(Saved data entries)

*** Begin section ***

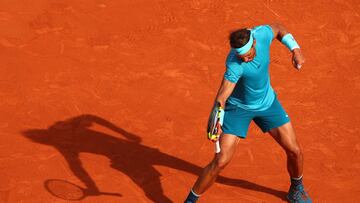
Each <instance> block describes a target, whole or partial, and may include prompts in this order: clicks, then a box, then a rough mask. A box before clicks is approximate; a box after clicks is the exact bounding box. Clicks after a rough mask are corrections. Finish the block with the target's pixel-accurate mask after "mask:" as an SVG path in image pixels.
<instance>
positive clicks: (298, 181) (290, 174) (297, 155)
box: [254, 98, 311, 203]
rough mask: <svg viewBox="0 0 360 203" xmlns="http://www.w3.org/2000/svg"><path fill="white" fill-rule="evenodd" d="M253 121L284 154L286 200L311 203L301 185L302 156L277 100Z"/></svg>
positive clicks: (302, 165)
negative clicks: (279, 145)
mask: <svg viewBox="0 0 360 203" xmlns="http://www.w3.org/2000/svg"><path fill="white" fill-rule="evenodd" d="M254 121H255V123H256V124H257V125H258V126H259V127H260V128H261V129H262V131H263V132H269V133H270V135H271V136H272V137H273V138H274V139H275V140H276V142H277V143H279V144H280V146H281V147H282V148H283V149H284V150H285V152H286V155H287V169H288V172H289V175H290V178H291V186H290V189H289V193H288V196H287V198H288V200H289V201H290V202H298V203H302V202H311V199H310V198H309V196H308V195H307V193H306V192H305V190H304V187H303V184H302V174H303V154H302V151H301V148H300V146H299V144H298V142H297V139H296V135H295V132H294V128H293V127H292V124H291V122H290V119H289V117H288V115H287V114H286V112H285V110H284V109H283V107H282V106H281V104H280V102H279V101H278V100H277V98H275V100H274V102H273V104H272V105H271V107H269V108H268V109H267V110H265V111H263V112H261V113H259V114H258V115H257V116H256V118H254Z"/></svg>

*** End section ***

● ACTIVITY: Copy all lines from the data that hold the word "positive".

● EXERCISE RESPONSE:
positive clicks: (298, 181) (290, 174) (297, 155)
positive clicks: (302, 165)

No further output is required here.